WHAT TO PRODUCE:
Copy the passage from the straw house article below word for word, starting at "There's something very" and ending at "this rural retreat.".

PAGE:
Wednesday, July 20, 2005

Irish Times, 24 August 2002

Taking the road less traveled
Irish Timess, 24 August 2002

The programmes Manchán and Ruán Magan produce for TG4 are definitely not 'holiday shows'. They tell Olivia Kelly about their brotherly approach to life and their love of other cultures

There's something very comforting and quite nest-like about being inside Manchán Magan's little straw house on the edge of Lough Lene in Co Westmeath. The busy provincial town of Mullingar, Co Westmeath, is no more than 15 miles away, but it may as well be a million miles or a lifetime for all the influence it has on this rural retreat.
Manchán built his straw house himself with the help of his older brother Ruán and a few friends. It's been standing for almost five years now and, unlike the abode of the first little pig, it looks sturdy enough to last at least another five.
The walls are made from 120 bales, stacked together "just like lego" and sandwiched between a thin concrete foundation and a timber roof. It took just two days to put the bale bricks together and another four to five months to persuade the lime and sand plaster to stick to the straw. It's basic, but it has most of the necessary home comforts; running water, a stove, even electricity. Regrettably, there is no bathroom or toilet. "Storms kept blowing it away in the winter, so in the end I just let it go," Manchán says.
Manchán is incredibly self-sufficient. He installed his own plumbing and electricity, learning as he went from a library book. He bakes bread, gets his vegetables from an organic farmer up the road and, every so often, ventures as far as the local shop to buy milk. He admits to being "a bit of a hermit", only going to Mullingar once every 10 days or so - and rarely any further. He seems entirely content in his own peaceful world. He doesn't get lonely, he simply doesn't have it in him.

MATERIAL SHOWN:
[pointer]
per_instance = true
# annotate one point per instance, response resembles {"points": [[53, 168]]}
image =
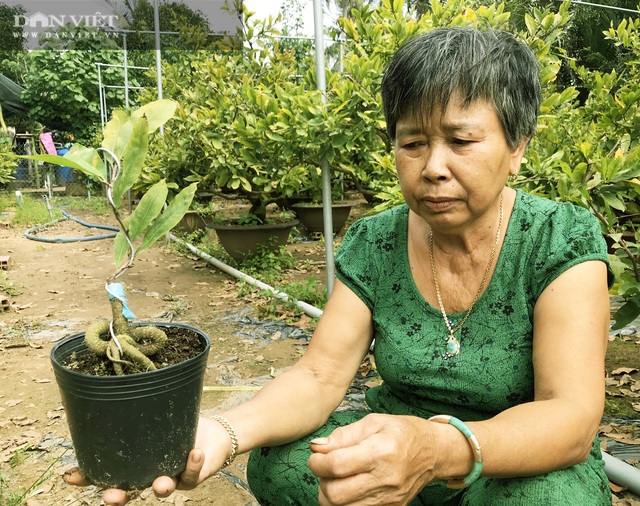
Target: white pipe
{"points": [[621, 473], [310, 310]]}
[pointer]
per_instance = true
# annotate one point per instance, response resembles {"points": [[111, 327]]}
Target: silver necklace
{"points": [[452, 347]]}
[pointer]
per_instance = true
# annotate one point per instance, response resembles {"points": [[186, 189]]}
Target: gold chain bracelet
{"points": [[234, 439]]}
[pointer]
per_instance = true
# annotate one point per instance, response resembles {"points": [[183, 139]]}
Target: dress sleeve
{"points": [[571, 235], [354, 265]]}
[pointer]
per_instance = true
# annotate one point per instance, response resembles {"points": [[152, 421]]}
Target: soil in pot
{"points": [[240, 241], [191, 221], [182, 344], [129, 429]]}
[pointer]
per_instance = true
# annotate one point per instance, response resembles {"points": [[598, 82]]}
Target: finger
{"points": [[164, 486], [359, 489], [343, 462], [349, 435], [74, 477], [115, 497], [322, 499], [190, 477]]}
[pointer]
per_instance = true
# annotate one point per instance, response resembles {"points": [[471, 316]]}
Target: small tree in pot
{"points": [[138, 423]]}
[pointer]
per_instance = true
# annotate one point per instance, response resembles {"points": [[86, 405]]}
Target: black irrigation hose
{"points": [[30, 234]]}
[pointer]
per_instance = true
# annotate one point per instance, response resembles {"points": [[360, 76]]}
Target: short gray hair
{"points": [[478, 64]]}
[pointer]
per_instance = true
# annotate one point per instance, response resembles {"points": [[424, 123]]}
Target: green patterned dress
{"points": [[493, 371]]}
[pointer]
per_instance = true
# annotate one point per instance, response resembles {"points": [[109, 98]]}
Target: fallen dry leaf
{"points": [[624, 370]]}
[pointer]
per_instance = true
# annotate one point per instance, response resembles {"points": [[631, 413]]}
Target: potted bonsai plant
{"points": [[131, 406]]}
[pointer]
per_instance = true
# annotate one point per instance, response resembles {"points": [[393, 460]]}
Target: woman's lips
{"points": [[438, 204]]}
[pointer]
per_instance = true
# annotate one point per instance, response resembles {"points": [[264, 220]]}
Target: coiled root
{"points": [[131, 346]]}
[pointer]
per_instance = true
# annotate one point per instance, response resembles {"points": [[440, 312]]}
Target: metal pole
{"points": [[156, 27], [126, 70], [100, 98], [324, 163]]}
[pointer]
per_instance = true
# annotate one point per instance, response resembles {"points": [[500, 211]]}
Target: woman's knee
{"points": [[280, 476]]}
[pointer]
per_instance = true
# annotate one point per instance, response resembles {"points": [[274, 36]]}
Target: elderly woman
{"points": [[488, 309]]}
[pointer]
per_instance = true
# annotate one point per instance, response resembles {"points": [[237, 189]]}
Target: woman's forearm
{"points": [[287, 408], [526, 440]]}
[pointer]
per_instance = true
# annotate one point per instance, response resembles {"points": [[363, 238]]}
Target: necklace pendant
{"points": [[453, 347]]}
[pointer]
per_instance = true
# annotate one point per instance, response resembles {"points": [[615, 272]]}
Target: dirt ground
{"points": [[60, 289]]}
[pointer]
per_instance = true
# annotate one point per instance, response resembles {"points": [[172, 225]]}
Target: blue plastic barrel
{"points": [[64, 173]]}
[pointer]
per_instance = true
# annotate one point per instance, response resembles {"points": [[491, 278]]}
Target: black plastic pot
{"points": [[128, 430], [312, 215]]}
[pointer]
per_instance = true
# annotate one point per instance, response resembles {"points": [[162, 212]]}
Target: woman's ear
{"points": [[517, 154]]}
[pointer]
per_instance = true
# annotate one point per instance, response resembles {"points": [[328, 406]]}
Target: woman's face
{"points": [[453, 166]]}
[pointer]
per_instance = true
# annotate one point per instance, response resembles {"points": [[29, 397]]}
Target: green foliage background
{"points": [[251, 122]]}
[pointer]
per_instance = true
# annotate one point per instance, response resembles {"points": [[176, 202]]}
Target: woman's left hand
{"points": [[381, 459]]}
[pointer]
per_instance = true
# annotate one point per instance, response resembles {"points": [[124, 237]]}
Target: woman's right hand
{"points": [[212, 447]]}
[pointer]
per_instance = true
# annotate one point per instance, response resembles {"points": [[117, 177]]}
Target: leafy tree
{"points": [[63, 88], [13, 55]]}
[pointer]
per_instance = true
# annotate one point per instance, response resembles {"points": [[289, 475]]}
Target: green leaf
{"points": [[170, 218], [157, 113], [120, 248], [117, 132], [148, 209], [132, 160], [626, 313]]}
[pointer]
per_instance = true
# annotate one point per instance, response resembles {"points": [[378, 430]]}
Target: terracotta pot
{"points": [[311, 215], [240, 241]]}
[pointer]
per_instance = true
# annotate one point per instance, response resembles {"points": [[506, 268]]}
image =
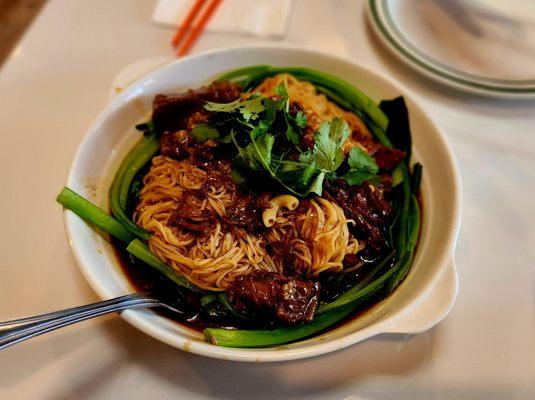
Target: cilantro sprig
{"points": [[267, 138]]}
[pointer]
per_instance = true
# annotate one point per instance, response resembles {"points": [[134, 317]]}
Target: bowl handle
{"points": [[435, 307]]}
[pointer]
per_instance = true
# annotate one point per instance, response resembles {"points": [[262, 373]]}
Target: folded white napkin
{"points": [[258, 17]]}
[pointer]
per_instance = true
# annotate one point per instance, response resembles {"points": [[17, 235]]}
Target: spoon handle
{"points": [[18, 330]]}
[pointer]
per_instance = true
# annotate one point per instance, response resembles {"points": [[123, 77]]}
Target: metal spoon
{"points": [[17, 330]]}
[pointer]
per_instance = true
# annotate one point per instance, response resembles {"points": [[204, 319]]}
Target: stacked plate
{"points": [[479, 46]]}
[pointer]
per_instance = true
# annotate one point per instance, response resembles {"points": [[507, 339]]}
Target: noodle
{"points": [[211, 261], [317, 107], [214, 257]]}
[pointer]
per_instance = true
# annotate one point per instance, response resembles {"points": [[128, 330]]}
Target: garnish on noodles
{"points": [[273, 201]]}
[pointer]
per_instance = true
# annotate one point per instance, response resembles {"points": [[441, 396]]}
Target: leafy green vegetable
{"points": [[398, 130], [202, 132], [249, 109], [362, 167], [327, 152]]}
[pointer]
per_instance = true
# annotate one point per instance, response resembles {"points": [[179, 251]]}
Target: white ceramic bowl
{"points": [[422, 300]]}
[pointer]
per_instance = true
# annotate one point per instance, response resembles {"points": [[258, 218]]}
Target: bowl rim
{"points": [[139, 320]]}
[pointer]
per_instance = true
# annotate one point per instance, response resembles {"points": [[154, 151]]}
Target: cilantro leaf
{"points": [[359, 159], [300, 119], [223, 107], [329, 139], [249, 108], [362, 167], [282, 91], [202, 132]]}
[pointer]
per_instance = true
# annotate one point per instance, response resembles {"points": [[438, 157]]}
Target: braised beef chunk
{"points": [[367, 206], [180, 145], [290, 300], [388, 158], [244, 213], [191, 217], [174, 112]]}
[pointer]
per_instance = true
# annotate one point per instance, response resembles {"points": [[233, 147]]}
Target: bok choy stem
{"points": [[93, 214]]}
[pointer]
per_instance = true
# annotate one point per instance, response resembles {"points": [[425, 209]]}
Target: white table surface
{"points": [[56, 82]]}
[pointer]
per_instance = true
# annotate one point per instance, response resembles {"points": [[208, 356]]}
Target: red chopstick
{"points": [[197, 29], [184, 26]]}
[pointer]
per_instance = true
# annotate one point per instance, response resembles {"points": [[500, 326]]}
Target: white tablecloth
{"points": [[57, 81]]}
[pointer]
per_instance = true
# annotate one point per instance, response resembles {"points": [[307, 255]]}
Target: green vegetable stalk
{"points": [[93, 214], [138, 157], [272, 337]]}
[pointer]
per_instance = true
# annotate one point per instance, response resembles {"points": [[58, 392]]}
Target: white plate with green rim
{"points": [[422, 300], [485, 47]]}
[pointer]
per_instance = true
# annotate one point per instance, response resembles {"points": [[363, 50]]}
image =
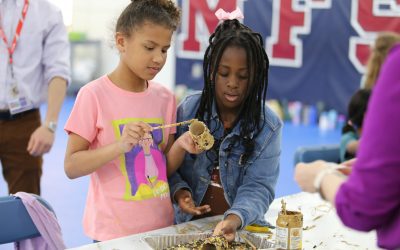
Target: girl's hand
{"points": [[186, 142], [186, 203], [228, 227], [305, 174], [131, 134]]}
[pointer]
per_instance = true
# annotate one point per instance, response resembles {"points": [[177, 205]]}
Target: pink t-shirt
{"points": [[130, 194]]}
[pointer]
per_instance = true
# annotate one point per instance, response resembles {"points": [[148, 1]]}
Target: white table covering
{"points": [[325, 230]]}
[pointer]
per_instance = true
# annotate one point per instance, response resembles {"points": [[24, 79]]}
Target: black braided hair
{"points": [[356, 110], [233, 33]]}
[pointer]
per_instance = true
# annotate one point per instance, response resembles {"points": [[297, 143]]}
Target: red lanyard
{"points": [[11, 48]]}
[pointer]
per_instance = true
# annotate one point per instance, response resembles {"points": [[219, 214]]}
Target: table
{"points": [[322, 228]]}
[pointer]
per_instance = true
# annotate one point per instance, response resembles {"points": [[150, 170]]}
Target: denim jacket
{"points": [[249, 187]]}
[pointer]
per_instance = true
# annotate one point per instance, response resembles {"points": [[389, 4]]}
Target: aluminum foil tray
{"points": [[160, 242]]}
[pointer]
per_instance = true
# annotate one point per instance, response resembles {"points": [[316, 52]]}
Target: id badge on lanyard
{"points": [[17, 101]]}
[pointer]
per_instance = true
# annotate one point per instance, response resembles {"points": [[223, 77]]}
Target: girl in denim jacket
{"points": [[237, 177]]}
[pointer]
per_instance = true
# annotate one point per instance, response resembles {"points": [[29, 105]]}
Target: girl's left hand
{"points": [[228, 227], [186, 142]]}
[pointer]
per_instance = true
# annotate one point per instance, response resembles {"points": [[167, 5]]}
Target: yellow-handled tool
{"points": [[255, 228]]}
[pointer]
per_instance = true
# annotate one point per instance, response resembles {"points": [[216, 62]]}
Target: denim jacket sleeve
{"points": [[185, 111], [257, 190]]}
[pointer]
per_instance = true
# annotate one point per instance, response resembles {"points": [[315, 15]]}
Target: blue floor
{"points": [[68, 196]]}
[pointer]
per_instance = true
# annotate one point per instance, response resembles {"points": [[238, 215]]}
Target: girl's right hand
{"points": [[186, 142], [131, 134], [186, 203]]}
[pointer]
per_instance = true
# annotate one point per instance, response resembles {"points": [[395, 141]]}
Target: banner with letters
{"points": [[317, 48]]}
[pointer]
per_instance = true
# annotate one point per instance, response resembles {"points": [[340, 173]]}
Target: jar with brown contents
{"points": [[289, 229]]}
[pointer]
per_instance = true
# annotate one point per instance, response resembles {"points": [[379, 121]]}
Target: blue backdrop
{"points": [[317, 48]]}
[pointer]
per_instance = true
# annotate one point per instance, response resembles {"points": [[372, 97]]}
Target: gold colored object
{"points": [[289, 229], [253, 247], [201, 135]]}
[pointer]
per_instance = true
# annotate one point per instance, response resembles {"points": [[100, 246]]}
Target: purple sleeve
{"points": [[370, 197]]}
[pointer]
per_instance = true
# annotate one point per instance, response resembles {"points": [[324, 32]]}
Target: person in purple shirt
{"points": [[369, 199]]}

RESULT OF THIS EXERCISE:
There's something very comforting and quite nest-like about being inside Manchán Magan's little straw house on the edge of Lough Lene in Co Westmeath. The busy provincial town of Mullingar, Co Westmeath, is no more than 15 miles away, but it may as well be a million miles or a lifetime for all the influence it has on this rural retreat.